**Task list**
A - Using the passage on working from home in the EU, answer these questions:
(i) What share of people usually worked from home in 2020?
(ii) How many NUTS level 2 regions had a share above the EU average in 2021?
(iii) Which region had the highest share in 2021, and what was that share?
B - Go on with the passage on working from home in EU regions, picking up right after its last sentence.

The impact of the COVID-19 crisis was apparent as this share more than doubled in 2020 to 12.3 percent (+6.8 percentage points; pp). To a lesser extent, there was a further increase in the share of people usually working from home in 2021, as it reached 13.5 percent (+1.2 pp).
The regional distribution of working from home in 2021 was somewhat skewed, insofar as there were 95 NUTS level 2 regions where this share was above the EU average, compared with 140 regions that recorded lower than average shares.
In Stockholm, Sweden, two out of every five employed people (40 percent) were usually working from home in 2021. This was the highest share across NUTS level 2 regions, with two more capital regions recording the next highest shares: Eastern and Midland in Ireland (39.3 percent of employed people) and Helsinki-Uusimaa in Finland (37 percent).

**Given entries**
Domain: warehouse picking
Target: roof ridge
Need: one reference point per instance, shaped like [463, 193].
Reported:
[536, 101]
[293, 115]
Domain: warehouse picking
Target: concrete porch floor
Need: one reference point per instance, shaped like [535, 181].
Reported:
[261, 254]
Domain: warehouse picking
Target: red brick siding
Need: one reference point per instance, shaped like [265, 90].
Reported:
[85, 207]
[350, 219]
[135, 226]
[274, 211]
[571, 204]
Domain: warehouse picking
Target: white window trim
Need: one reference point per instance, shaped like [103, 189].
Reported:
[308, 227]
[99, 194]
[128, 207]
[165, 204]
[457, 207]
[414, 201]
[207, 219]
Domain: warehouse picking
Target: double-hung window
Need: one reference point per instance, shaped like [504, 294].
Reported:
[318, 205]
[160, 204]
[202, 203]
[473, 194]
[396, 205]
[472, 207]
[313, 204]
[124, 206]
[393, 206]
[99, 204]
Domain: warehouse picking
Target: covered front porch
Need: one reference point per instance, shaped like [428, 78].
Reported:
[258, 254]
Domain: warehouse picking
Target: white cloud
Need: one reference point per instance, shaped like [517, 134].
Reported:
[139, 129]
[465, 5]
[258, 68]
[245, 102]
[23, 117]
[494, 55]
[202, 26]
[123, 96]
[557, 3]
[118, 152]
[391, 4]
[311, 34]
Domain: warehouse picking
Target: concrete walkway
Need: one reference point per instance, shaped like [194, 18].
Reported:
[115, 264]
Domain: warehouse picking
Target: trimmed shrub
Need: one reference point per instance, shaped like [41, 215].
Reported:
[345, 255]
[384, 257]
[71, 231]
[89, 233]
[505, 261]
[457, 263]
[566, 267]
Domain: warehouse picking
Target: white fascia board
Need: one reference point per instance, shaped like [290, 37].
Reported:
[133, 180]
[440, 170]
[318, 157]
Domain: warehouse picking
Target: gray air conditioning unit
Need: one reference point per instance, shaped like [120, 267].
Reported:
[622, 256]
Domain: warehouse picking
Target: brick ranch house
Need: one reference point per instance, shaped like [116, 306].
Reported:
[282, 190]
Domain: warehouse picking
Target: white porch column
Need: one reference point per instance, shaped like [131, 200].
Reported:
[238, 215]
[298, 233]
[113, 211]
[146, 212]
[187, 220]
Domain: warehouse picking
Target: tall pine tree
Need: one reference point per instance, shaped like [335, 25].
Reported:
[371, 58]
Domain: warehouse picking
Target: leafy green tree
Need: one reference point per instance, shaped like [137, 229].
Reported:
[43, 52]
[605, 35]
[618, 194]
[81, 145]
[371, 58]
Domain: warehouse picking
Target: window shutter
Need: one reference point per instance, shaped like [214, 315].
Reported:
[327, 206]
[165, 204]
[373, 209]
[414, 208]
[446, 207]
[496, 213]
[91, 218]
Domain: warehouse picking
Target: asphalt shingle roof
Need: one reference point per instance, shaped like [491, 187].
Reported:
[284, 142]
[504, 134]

**Exercise answers**
A -
(i) 12.3 percent
(ii) 95
(iii) Stockholm, Sweden, with 40 percent

B -
The share of employed people in the EU usually working from home rose by eight percentage points between 2019 and 2021. Perhaps the most striking aspect concerns the rapid increase in the proportion of employed people who were working from home in several capital and urban regions.
In Eastern and Midland in Ireland and in Stockholm in Sweden, the increases were +33.1 pp and +32.8 pp, respectively. In other words, when comparing the pre-pandemic situation in 2019 with the situation in 2021, the share of employed people usually working from home increased in these two capital regions by an amount that was more than four times as high as the increase for the EU average.